=== RECORD EXTRACTS ===

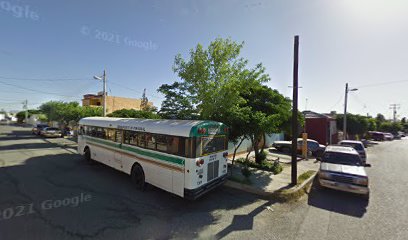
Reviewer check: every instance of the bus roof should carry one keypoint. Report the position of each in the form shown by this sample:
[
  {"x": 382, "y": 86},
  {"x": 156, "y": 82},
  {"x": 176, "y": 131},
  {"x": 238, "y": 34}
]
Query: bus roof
[{"x": 183, "y": 128}]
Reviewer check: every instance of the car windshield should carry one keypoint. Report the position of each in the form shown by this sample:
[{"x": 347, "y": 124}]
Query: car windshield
[
  {"x": 341, "y": 158},
  {"x": 357, "y": 146}
]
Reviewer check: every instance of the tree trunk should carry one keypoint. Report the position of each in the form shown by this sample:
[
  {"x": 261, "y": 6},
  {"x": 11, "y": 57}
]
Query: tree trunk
[
  {"x": 256, "y": 149},
  {"x": 235, "y": 150}
]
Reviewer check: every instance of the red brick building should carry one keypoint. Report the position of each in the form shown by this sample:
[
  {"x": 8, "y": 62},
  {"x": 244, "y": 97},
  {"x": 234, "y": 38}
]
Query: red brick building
[{"x": 321, "y": 127}]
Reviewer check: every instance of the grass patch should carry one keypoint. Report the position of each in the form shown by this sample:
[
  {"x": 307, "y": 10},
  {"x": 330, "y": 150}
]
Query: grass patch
[
  {"x": 274, "y": 167},
  {"x": 304, "y": 176},
  {"x": 246, "y": 181}
]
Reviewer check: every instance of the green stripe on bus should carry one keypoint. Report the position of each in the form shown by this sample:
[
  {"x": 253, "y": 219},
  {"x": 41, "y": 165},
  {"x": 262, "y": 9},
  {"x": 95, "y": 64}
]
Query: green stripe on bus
[{"x": 170, "y": 159}]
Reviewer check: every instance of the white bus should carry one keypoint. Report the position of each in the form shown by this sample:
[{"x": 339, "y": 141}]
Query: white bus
[{"x": 184, "y": 157}]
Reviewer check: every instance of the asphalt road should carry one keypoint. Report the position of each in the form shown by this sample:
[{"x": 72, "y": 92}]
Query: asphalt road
[{"x": 48, "y": 192}]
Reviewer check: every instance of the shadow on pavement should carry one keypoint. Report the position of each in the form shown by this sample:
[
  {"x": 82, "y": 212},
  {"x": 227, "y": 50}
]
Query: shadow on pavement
[
  {"x": 115, "y": 205},
  {"x": 337, "y": 201}
]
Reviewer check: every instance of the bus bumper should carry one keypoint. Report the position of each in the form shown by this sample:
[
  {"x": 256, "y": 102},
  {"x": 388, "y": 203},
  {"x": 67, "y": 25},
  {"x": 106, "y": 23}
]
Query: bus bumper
[{"x": 193, "y": 194}]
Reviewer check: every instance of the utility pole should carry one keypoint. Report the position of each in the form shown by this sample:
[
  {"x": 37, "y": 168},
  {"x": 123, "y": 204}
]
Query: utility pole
[
  {"x": 295, "y": 110},
  {"x": 345, "y": 110},
  {"x": 25, "y": 106},
  {"x": 394, "y": 108},
  {"x": 103, "y": 78},
  {"x": 104, "y": 93}
]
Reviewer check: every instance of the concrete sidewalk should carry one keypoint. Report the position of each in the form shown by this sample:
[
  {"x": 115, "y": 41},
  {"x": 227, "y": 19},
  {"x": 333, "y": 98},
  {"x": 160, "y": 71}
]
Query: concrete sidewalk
[{"x": 265, "y": 183}]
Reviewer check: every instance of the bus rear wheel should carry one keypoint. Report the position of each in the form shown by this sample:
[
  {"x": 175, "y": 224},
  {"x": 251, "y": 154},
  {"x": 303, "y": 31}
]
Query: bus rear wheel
[
  {"x": 87, "y": 155},
  {"x": 138, "y": 177}
]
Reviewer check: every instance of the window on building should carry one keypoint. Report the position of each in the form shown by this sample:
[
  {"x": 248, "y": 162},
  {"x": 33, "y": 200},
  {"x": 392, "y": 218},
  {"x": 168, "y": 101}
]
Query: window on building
[
  {"x": 118, "y": 136},
  {"x": 141, "y": 140},
  {"x": 162, "y": 143},
  {"x": 151, "y": 141},
  {"x": 110, "y": 134}
]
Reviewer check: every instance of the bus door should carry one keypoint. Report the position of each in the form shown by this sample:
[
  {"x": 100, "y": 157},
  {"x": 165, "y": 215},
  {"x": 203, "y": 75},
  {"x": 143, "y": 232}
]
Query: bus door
[{"x": 116, "y": 162}]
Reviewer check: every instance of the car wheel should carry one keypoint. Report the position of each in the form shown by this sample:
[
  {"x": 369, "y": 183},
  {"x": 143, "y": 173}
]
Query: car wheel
[
  {"x": 138, "y": 177},
  {"x": 87, "y": 155},
  {"x": 286, "y": 150}
]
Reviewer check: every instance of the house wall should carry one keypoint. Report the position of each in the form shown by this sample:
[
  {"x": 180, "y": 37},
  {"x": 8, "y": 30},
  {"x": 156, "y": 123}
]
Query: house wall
[
  {"x": 317, "y": 129},
  {"x": 114, "y": 103},
  {"x": 247, "y": 145}
]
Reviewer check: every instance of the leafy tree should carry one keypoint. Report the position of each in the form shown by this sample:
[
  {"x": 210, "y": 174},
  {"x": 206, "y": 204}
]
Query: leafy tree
[
  {"x": 356, "y": 124},
  {"x": 392, "y": 127},
  {"x": 144, "y": 103},
  {"x": 380, "y": 119},
  {"x": 65, "y": 112},
  {"x": 132, "y": 113},
  {"x": 372, "y": 124},
  {"x": 177, "y": 103},
  {"x": 21, "y": 115},
  {"x": 216, "y": 76},
  {"x": 268, "y": 112}
]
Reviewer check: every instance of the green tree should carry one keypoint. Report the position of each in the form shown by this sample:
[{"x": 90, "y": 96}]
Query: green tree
[
  {"x": 268, "y": 112},
  {"x": 132, "y": 113},
  {"x": 177, "y": 103},
  {"x": 356, "y": 124},
  {"x": 215, "y": 77},
  {"x": 218, "y": 84},
  {"x": 21, "y": 115},
  {"x": 392, "y": 127},
  {"x": 65, "y": 112},
  {"x": 379, "y": 119}
]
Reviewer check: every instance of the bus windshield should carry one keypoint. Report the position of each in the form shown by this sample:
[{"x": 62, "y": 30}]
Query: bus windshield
[{"x": 213, "y": 144}]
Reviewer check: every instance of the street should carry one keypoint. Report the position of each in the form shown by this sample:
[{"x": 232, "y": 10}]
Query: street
[{"x": 48, "y": 192}]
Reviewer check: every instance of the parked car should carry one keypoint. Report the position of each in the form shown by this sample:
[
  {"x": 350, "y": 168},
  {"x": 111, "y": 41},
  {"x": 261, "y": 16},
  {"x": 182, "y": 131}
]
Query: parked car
[
  {"x": 313, "y": 146},
  {"x": 51, "y": 132},
  {"x": 358, "y": 146},
  {"x": 37, "y": 129},
  {"x": 341, "y": 168},
  {"x": 377, "y": 136},
  {"x": 389, "y": 136}
]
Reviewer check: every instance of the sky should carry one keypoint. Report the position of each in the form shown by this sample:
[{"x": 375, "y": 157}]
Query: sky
[{"x": 49, "y": 50}]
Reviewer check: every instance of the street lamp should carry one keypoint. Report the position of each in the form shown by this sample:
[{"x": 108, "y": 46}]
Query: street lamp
[
  {"x": 345, "y": 110},
  {"x": 103, "y": 78}
]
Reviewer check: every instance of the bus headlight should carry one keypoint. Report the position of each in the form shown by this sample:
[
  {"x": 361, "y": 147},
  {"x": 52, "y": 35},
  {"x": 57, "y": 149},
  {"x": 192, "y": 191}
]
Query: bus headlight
[
  {"x": 361, "y": 181},
  {"x": 199, "y": 162},
  {"x": 324, "y": 175}
]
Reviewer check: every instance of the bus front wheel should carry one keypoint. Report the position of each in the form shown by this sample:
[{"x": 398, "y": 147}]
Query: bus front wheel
[
  {"x": 138, "y": 177},
  {"x": 87, "y": 155}
]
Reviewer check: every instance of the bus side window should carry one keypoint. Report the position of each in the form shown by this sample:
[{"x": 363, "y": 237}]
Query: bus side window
[
  {"x": 162, "y": 143},
  {"x": 100, "y": 133},
  {"x": 141, "y": 140},
  {"x": 118, "y": 136},
  {"x": 126, "y": 137},
  {"x": 151, "y": 141},
  {"x": 110, "y": 134},
  {"x": 172, "y": 145}
]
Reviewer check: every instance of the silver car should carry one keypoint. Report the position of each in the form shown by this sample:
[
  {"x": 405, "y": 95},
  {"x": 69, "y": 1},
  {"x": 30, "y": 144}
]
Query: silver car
[
  {"x": 341, "y": 168},
  {"x": 51, "y": 132},
  {"x": 358, "y": 146}
]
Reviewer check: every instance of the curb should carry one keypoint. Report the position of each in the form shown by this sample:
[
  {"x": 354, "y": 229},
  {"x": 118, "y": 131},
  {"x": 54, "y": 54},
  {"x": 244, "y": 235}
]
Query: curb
[{"x": 282, "y": 195}]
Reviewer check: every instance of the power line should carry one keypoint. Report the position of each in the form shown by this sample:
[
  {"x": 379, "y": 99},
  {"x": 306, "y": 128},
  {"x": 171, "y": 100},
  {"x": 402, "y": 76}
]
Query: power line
[
  {"x": 141, "y": 92},
  {"x": 394, "y": 108},
  {"x": 46, "y": 79},
  {"x": 381, "y": 84},
  {"x": 37, "y": 91}
]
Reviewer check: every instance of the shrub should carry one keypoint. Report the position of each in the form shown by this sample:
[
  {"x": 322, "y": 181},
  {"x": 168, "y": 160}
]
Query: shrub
[
  {"x": 261, "y": 157},
  {"x": 246, "y": 172}
]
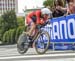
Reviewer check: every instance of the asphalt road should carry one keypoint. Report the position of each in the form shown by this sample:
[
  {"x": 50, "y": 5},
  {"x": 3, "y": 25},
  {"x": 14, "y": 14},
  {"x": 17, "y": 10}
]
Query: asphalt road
[{"x": 9, "y": 53}]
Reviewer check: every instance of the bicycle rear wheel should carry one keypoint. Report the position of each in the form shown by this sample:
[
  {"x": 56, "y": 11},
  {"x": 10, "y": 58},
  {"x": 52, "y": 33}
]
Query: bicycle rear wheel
[
  {"x": 42, "y": 42},
  {"x": 22, "y": 44}
]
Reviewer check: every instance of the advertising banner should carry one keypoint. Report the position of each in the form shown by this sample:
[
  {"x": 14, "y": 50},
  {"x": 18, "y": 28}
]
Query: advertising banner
[{"x": 62, "y": 29}]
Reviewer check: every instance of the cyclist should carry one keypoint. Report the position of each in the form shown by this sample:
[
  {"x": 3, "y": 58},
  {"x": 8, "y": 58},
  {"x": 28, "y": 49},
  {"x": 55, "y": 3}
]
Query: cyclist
[{"x": 37, "y": 17}]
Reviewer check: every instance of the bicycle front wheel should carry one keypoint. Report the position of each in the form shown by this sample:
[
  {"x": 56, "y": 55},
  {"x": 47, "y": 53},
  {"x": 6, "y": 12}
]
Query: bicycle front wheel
[{"x": 42, "y": 42}]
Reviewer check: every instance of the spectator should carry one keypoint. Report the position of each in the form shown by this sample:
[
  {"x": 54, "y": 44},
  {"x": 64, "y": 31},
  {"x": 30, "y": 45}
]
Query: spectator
[{"x": 59, "y": 10}]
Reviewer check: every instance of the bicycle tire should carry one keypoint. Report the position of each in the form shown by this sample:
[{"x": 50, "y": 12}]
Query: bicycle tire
[
  {"x": 22, "y": 39},
  {"x": 48, "y": 42}
]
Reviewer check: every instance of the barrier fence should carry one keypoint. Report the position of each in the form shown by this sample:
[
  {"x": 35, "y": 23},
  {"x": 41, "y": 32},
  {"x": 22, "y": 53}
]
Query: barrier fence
[{"x": 62, "y": 32}]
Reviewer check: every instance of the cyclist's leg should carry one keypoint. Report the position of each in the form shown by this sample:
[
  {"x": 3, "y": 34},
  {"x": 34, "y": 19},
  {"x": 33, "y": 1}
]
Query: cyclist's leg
[{"x": 32, "y": 26}]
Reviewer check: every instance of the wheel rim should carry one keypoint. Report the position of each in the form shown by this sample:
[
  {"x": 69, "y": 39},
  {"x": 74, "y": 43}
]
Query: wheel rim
[{"x": 42, "y": 43}]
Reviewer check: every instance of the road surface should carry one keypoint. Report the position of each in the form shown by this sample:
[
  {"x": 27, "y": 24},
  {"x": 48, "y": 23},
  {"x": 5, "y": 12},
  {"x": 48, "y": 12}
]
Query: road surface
[{"x": 9, "y": 53}]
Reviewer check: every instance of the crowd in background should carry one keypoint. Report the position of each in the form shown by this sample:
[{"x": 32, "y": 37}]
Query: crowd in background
[{"x": 60, "y": 9}]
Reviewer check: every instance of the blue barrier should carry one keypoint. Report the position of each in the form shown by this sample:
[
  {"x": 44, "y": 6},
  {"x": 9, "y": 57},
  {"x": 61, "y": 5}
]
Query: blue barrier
[{"x": 62, "y": 29}]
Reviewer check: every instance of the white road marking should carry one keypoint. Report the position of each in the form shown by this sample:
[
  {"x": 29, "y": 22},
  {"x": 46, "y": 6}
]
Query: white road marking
[{"x": 35, "y": 56}]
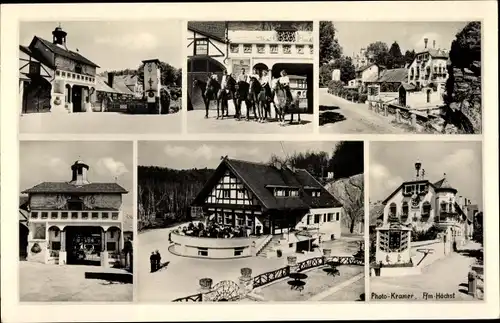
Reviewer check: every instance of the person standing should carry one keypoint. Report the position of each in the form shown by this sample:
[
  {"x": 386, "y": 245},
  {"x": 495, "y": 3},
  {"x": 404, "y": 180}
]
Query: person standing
[{"x": 152, "y": 261}]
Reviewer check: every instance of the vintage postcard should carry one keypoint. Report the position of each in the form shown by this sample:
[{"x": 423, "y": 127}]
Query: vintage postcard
[{"x": 264, "y": 222}]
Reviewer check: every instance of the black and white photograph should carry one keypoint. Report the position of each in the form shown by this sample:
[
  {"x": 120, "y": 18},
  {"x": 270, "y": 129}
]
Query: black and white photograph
[
  {"x": 250, "y": 76},
  {"x": 254, "y": 222},
  {"x": 100, "y": 77},
  {"x": 400, "y": 77},
  {"x": 426, "y": 221},
  {"x": 76, "y": 221}
]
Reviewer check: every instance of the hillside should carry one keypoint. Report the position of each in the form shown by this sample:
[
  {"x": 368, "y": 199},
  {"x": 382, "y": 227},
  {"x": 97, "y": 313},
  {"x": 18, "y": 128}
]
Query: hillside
[{"x": 350, "y": 192}]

===

Repeat the listing above word for word, starting at the line that contains "Reviewer check: every instance of the black" and ending at the last line of the listing.

Reviewer check: every instance of the black and white photograph should carry one keypoint. Report the position of each in the form shown by this sample:
[
  {"x": 120, "y": 18},
  {"x": 270, "y": 129}
]
Query: black and white photograph
[
  {"x": 250, "y": 76},
  {"x": 254, "y": 222},
  {"x": 100, "y": 77},
  {"x": 400, "y": 77},
  {"x": 426, "y": 221},
  {"x": 76, "y": 221}
]
Reviewer check: every instance of the hillside should carry one keypoint. Report the position of each in the form shown by this sample:
[
  {"x": 368, "y": 199},
  {"x": 382, "y": 227},
  {"x": 97, "y": 313},
  {"x": 18, "y": 128}
]
Query: hillside
[{"x": 350, "y": 192}]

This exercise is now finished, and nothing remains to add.